[Reading passage Boundary: Start]
The pathogenic state of species of streptococcus is alarming. For instance, Streptococcus parauberis has become important disease agent in the aqua culture industries of North East Asia (Korea, Japan and China), most especially among olive flounder aqua culture farms (Seong et. al., 2013). Only recently, Nho et. al., (2009), reported that S. parauberis is the dominant etiologicalagent of Streptococcus characterized y clinical symptoms, such as chronic wasting syndrome, heamorrhagic septicaemia, exophtaimia and meningitis with abnormal swimming. Streptococcal diseases have been reported worldwide in wild and farmed populations of diverse fresh water and marine fish (Austin and Austin, 1993, Kusuda and Salati, 1993). In 1993, there was an important epizootic outbreak of Streptococcosis in turbot Scophthalmus maximum cultured in Galacia (NW Spain), that was initially thought to be caused by an Enterococcus species-like bacterium (Toranzo et. al., 1994). The disease has been the main limiting factor of the turbot culture in spain (Toranzo et. al., 1995, Romalde et. al., 1996). Other Streptococcus sp. that have been found to be associated with aquatic contamination include Streptococcus pyogenes, Streptococcus pneumonia etc.

The public health importance of bacterial flora of Nigeria fish species have not been adequately defined due mainly to mode of food preparation in the tropics, which involved cooking for considerable length of time. The heat would have eliminated most, if not all the bacterial flora (Sowunmi et. al., 2008).

It is noteworthy that sanitary condition under which fishes are handled, processed and stored be improved upon to reflect standard or good practices.
[Reading passage Boundary: End]
[Given entries Boundary: Start]
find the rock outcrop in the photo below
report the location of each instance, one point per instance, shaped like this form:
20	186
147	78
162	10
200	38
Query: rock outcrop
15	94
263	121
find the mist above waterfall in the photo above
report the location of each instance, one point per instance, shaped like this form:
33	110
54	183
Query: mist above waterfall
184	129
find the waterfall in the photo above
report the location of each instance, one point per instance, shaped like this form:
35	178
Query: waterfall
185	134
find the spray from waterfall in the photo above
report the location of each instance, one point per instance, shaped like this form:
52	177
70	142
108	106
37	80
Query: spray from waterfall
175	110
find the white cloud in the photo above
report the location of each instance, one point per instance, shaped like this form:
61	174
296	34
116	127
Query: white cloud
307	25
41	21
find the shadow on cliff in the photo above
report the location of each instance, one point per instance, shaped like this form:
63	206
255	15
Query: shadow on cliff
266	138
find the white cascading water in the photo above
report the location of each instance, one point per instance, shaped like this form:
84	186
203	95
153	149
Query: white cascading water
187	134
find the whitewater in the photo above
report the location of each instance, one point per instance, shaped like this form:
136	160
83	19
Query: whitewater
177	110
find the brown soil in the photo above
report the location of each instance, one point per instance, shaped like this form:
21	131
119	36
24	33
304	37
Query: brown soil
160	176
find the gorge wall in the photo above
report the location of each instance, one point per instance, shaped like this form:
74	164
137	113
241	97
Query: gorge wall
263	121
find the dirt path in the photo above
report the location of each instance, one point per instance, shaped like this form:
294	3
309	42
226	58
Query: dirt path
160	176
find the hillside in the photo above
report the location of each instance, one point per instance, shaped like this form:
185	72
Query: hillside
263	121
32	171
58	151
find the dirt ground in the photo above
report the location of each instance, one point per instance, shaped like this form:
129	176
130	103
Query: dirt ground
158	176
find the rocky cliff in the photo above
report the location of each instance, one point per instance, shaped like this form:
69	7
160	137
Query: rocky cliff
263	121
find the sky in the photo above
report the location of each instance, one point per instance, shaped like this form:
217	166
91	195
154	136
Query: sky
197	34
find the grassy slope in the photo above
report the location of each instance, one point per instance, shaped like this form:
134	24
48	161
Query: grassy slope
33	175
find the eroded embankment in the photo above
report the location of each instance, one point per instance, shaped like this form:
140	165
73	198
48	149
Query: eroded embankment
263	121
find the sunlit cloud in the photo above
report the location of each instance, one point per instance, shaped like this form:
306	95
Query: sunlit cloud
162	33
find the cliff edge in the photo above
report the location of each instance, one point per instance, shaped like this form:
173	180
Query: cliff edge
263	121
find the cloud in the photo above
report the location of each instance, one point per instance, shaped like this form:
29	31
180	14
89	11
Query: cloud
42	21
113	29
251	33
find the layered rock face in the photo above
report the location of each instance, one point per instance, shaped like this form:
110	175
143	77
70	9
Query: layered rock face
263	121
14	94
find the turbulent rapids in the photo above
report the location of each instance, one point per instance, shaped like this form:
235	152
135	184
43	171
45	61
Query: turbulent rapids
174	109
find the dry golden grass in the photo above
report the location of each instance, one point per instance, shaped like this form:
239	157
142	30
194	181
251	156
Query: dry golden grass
[Given entries Boundary: End]
[Given entries Boundary: Start]
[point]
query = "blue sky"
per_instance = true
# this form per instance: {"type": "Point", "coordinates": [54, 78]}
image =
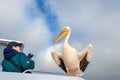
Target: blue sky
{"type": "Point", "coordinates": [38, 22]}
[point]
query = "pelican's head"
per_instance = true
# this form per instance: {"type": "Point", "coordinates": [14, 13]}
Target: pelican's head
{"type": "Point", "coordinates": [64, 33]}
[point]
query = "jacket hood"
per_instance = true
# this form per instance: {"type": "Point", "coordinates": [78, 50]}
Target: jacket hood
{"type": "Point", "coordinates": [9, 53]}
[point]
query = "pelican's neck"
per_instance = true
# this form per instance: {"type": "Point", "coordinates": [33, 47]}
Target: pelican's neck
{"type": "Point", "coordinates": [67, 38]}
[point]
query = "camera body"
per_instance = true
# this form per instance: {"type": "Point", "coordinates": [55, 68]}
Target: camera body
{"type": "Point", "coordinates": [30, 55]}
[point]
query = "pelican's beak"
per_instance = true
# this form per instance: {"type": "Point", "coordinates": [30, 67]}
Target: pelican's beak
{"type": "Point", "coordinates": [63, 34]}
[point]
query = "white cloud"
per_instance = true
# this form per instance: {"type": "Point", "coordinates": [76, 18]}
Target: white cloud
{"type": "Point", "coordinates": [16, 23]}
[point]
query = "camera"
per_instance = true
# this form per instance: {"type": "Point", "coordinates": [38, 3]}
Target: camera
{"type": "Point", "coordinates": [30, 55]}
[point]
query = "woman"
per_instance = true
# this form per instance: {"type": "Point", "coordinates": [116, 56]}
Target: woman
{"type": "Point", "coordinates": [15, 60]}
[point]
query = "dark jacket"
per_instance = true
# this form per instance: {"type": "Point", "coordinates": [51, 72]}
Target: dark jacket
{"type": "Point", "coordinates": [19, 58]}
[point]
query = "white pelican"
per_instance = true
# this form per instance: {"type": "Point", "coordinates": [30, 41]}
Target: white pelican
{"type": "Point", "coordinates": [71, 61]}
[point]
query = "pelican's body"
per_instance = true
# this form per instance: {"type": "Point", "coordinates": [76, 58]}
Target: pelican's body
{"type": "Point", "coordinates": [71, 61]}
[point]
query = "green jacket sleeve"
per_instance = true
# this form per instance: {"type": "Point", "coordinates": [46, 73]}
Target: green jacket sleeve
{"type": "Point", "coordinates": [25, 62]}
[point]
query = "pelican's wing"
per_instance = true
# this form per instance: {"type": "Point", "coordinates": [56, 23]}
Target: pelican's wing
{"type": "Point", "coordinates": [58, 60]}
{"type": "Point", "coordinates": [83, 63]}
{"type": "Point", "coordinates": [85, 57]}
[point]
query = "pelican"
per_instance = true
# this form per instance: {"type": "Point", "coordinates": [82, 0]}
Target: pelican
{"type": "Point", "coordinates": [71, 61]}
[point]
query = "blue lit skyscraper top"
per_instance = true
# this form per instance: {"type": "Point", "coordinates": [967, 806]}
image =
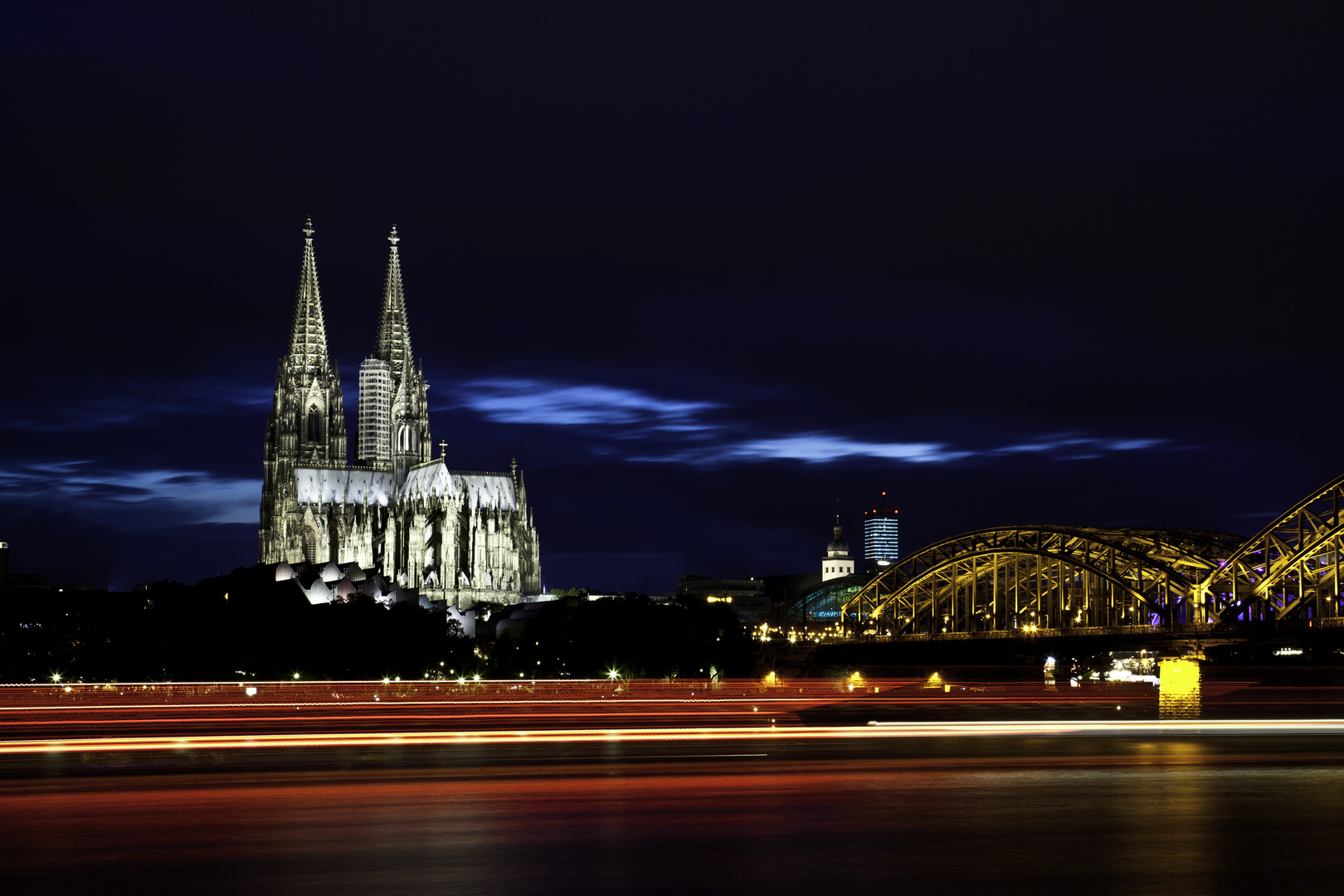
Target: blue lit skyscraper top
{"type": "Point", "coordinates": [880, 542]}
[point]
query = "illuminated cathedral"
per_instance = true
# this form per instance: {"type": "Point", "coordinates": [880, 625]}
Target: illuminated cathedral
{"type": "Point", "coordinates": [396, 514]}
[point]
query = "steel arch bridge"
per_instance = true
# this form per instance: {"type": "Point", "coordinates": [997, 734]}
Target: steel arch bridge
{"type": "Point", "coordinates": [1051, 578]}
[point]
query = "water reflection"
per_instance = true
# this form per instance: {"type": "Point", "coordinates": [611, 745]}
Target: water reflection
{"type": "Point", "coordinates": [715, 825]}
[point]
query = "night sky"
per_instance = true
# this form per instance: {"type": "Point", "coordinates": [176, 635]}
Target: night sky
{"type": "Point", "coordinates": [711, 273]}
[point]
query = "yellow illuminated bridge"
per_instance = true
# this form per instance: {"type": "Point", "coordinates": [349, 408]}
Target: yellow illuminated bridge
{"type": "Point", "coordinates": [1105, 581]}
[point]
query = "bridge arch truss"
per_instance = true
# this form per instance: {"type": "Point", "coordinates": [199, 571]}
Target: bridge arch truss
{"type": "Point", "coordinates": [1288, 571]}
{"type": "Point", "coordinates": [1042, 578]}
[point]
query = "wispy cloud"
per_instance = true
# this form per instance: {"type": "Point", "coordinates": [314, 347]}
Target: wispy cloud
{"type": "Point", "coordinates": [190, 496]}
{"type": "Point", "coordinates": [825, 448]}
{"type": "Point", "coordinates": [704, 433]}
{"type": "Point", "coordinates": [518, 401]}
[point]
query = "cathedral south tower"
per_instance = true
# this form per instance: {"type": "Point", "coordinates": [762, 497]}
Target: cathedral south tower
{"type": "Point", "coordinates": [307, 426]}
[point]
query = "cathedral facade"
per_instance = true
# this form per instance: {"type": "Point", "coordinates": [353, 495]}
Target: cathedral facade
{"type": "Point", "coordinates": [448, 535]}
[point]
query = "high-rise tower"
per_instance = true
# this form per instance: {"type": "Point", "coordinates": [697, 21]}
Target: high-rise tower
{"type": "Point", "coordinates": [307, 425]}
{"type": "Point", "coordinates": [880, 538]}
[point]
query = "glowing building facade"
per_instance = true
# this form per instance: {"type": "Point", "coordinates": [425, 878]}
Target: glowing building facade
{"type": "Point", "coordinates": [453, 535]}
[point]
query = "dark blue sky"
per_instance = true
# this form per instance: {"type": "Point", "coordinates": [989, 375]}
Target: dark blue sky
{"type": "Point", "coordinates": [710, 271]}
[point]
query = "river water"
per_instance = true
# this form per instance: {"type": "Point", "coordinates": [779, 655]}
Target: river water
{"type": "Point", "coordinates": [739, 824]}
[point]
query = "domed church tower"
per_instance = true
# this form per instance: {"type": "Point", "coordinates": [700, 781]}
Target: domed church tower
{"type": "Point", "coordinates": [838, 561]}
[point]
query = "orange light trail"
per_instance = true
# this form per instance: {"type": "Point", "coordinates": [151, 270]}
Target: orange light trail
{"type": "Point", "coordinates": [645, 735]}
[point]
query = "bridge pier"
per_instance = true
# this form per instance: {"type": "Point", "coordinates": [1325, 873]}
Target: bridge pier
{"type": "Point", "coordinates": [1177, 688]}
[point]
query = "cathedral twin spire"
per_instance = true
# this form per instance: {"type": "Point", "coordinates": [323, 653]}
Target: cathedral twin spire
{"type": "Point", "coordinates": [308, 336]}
[Given entries Boundary: End]
* **Work to complete**
**1.** Please write out the passage on streptococcus in fish from "The public health" up to and including "or good practices.", copying every word without change.
**2.** In the passage on streptococcus in fish, shorten the paragraph that begins "The public health importance of bacterial flora" and keep its main facts.

* **Answers for each item**
**1.**
The public health importance of bacterial flora of Nigeria fish species have not been adequately defined due mainly to mode of food preparation in the tropics, which involved cooking for considerable length of time. The heat would have eliminated most, if not all the bacterial flora (Sowunmi et. al., 2008).

It is noteworthy that sanitary condition under which fishes are handled, processed and stored be improved upon to reflect standard or good practices.

**2.** The public health importance of the bacteria on fish species in Nigeria has not been well defined. This is mainly because food in the tropics is cooked for a long time, and the heat would have killed most or all of the bacteria (Sowunmi et al., 2008).